◆ Aim of the task: The expected output is the set of lines below beginning at the one that contains "Drop a pin on every instance of the grey" and ending at the final line, reproduced exactly.

════════

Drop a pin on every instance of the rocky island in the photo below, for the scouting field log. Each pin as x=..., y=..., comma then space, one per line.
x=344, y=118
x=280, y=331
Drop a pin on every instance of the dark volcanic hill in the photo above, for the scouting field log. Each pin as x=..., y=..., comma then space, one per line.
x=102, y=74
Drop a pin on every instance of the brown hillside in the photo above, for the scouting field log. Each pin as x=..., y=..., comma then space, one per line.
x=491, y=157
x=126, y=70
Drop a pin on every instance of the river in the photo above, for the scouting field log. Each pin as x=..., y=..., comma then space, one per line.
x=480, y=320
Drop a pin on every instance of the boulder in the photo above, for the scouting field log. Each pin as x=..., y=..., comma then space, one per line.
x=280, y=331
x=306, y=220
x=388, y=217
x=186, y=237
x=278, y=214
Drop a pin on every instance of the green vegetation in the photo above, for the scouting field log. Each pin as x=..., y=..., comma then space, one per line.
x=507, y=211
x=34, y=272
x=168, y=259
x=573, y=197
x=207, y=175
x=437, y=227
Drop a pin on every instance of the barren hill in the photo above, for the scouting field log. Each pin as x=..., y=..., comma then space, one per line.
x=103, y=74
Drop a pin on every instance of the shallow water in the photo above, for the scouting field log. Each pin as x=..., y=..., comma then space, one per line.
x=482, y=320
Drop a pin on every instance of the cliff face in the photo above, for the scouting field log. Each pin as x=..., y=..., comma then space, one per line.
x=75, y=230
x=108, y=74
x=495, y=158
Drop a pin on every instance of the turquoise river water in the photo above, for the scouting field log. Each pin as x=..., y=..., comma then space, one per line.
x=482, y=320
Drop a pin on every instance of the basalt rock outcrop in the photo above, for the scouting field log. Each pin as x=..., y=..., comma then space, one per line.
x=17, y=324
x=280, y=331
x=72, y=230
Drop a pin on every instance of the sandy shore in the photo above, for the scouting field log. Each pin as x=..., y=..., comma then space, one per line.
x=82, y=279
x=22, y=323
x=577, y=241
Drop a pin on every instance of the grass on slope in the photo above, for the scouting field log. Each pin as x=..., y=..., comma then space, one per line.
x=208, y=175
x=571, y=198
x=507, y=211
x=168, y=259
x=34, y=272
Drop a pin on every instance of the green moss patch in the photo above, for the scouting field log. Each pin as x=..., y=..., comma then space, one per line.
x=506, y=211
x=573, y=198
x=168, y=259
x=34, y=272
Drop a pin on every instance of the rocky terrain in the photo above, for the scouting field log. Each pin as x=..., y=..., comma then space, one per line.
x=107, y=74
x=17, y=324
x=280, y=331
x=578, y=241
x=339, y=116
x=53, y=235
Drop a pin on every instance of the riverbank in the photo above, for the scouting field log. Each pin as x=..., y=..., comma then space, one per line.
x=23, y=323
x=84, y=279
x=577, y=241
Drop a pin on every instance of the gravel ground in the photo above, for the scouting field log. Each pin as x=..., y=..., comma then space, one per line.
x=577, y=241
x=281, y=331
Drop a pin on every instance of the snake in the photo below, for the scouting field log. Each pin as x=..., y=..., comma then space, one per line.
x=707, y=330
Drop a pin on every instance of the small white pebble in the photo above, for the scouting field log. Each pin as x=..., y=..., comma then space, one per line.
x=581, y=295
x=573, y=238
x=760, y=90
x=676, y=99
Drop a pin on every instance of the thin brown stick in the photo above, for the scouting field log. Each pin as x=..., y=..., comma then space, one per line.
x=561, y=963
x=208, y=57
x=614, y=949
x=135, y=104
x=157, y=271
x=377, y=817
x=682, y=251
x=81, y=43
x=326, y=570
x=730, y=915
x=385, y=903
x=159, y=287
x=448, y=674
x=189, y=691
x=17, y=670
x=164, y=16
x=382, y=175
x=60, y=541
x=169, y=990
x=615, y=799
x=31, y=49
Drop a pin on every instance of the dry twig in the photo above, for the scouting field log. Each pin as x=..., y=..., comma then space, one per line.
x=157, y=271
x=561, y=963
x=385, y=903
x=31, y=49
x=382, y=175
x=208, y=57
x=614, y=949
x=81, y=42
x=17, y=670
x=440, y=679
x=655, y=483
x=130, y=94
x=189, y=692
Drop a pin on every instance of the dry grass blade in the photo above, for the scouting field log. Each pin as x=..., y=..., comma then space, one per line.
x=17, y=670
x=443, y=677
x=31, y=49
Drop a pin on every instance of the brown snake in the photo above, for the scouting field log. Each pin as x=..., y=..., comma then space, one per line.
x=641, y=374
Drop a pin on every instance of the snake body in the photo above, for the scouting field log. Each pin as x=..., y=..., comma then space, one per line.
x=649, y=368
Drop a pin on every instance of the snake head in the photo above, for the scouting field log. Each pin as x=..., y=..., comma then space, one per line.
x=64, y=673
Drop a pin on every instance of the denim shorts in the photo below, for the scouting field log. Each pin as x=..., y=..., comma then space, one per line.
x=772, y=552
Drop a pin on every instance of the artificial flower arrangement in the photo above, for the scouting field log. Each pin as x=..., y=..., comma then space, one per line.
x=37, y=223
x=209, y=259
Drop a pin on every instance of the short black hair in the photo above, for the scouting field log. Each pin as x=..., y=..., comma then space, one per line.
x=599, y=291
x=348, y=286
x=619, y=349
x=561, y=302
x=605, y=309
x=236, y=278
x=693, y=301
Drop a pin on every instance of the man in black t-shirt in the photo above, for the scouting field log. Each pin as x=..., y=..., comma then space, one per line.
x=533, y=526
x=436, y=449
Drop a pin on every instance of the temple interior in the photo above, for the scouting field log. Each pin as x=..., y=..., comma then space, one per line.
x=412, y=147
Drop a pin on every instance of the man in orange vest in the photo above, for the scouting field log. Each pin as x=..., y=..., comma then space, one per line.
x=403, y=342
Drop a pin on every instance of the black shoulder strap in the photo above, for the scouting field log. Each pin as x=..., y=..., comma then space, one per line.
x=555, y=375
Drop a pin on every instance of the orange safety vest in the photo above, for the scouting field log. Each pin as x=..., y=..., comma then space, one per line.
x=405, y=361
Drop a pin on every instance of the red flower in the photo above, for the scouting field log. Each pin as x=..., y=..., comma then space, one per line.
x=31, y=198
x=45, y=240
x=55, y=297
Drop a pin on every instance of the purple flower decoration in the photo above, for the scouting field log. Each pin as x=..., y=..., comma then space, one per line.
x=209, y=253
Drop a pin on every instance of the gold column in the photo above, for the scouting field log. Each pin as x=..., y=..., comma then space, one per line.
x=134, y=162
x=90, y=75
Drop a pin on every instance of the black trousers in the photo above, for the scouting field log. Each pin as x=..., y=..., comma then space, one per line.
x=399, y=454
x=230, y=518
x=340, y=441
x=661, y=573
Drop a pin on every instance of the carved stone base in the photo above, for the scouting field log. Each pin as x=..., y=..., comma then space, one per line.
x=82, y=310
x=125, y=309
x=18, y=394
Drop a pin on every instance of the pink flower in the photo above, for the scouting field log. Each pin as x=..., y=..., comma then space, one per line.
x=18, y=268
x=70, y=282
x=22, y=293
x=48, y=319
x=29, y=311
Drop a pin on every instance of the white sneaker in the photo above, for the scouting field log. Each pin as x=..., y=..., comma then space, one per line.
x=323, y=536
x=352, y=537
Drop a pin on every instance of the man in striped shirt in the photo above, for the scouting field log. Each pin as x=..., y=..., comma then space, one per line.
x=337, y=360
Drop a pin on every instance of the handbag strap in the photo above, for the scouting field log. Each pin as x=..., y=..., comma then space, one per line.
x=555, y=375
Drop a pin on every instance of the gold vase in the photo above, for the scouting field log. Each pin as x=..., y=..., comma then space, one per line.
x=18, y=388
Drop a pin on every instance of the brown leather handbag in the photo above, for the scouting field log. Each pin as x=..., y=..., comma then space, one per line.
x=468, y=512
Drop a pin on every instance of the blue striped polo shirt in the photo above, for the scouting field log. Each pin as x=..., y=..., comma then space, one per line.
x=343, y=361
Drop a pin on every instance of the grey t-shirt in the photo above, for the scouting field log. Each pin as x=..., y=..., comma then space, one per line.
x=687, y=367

════════

◆ Result:
Drop a pin on every instance of the grey t-shirt in the photo above, for the scouting field log. Each pin as x=..., y=..., comma then space, one per line.
x=687, y=367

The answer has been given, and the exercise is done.